→ JOB
Show each line in the records below that contains the word "braids".

→ RECORDS FOR THIS TASK

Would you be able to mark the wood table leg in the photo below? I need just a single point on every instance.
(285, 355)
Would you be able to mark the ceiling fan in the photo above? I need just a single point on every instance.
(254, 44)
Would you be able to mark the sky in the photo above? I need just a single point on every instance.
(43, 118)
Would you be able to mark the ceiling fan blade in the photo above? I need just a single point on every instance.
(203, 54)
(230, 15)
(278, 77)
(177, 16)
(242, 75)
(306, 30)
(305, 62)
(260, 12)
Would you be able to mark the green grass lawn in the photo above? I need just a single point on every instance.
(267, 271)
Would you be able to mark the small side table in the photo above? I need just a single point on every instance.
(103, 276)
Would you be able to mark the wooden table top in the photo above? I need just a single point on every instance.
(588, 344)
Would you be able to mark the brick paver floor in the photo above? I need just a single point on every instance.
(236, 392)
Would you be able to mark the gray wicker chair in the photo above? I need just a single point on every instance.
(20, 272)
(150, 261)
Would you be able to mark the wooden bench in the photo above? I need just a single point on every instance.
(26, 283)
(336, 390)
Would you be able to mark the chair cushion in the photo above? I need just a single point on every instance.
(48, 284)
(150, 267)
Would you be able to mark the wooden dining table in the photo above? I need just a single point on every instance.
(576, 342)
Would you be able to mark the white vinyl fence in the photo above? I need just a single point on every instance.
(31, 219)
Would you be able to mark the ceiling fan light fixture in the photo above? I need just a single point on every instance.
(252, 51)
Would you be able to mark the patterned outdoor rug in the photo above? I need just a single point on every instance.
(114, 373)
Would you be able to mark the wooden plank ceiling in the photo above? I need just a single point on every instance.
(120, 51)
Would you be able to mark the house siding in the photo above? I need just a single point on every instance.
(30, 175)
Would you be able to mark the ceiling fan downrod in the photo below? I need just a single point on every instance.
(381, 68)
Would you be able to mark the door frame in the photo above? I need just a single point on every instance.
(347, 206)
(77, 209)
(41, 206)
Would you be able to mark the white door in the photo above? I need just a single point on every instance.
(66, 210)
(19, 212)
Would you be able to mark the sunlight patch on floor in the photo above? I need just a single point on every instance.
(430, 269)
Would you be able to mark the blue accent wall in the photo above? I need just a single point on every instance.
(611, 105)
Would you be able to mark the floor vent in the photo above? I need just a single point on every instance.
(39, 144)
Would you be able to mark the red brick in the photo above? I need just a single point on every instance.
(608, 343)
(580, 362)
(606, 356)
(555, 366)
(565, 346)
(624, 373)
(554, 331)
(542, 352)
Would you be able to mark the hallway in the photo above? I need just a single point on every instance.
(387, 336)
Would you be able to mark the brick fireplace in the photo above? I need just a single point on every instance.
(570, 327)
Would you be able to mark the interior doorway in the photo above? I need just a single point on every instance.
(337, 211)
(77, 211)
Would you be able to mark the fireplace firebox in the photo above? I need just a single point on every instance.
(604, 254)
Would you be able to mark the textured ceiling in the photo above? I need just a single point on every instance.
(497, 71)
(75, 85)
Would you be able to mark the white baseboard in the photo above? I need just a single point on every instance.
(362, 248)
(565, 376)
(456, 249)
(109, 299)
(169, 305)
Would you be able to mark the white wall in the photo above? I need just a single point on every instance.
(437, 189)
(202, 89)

---

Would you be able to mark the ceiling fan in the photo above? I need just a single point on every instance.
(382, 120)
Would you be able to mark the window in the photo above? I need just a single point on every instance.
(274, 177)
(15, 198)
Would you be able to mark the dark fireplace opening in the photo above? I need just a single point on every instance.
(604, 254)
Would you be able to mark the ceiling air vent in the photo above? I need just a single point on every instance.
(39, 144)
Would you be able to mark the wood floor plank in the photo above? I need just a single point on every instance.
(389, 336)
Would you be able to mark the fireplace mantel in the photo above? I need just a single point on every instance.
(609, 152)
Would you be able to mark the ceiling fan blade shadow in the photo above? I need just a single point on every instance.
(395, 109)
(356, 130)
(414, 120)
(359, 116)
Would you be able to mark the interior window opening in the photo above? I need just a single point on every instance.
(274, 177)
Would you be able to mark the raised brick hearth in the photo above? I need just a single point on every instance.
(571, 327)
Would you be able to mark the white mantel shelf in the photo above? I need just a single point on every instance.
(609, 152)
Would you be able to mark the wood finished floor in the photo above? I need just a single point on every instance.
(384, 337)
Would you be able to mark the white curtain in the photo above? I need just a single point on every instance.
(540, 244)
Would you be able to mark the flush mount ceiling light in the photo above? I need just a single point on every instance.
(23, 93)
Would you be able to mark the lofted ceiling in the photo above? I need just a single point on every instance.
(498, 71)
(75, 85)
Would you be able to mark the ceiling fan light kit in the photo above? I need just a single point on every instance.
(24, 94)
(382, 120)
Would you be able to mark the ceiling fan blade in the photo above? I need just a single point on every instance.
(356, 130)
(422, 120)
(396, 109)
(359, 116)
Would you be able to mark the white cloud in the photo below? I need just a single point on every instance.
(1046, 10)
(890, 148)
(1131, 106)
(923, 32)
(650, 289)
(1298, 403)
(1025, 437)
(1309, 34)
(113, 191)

==

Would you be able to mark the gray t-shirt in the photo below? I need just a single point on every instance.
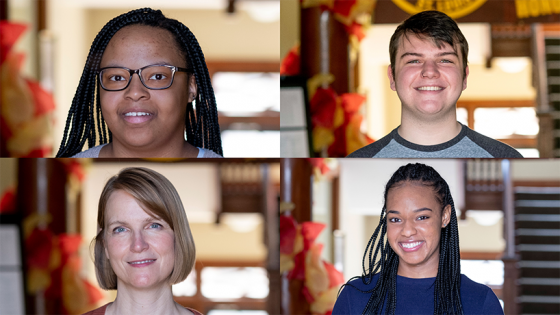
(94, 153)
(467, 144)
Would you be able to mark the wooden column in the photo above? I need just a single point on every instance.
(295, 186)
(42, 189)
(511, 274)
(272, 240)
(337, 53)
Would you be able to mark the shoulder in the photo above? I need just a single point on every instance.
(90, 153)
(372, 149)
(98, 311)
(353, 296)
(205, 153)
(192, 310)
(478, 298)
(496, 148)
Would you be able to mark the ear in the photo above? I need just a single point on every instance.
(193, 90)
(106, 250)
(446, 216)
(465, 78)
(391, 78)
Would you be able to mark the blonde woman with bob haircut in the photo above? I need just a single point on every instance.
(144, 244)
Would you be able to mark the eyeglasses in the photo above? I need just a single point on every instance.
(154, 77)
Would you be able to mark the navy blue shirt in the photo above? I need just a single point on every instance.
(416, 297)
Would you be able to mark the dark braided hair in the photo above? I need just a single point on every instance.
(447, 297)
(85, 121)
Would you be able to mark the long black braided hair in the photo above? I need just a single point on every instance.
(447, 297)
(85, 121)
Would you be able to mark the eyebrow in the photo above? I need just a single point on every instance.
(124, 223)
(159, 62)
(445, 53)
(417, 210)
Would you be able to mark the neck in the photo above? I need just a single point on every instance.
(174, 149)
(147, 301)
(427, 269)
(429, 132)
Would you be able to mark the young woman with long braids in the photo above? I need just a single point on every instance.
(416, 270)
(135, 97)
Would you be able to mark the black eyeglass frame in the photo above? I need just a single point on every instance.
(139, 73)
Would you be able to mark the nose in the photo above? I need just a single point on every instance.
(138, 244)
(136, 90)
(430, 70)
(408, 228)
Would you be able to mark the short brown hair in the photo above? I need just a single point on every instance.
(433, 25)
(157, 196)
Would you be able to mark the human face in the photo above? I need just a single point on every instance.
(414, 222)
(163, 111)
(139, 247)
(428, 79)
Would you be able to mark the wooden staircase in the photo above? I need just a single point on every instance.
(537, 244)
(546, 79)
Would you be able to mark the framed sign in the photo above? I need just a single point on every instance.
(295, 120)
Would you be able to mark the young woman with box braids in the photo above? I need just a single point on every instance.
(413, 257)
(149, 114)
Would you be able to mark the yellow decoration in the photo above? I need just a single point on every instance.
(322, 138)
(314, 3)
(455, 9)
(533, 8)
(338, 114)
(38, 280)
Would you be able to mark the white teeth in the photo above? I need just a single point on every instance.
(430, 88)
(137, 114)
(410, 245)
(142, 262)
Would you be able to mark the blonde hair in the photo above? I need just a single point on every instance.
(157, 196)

→ COMPLETED TASK
Would you be able to mark the young woman with long braids in the photo above? I need just a single point on every instance.
Would you be able to mark the young woman with box braids in the photo above? I need just a single point on every instance.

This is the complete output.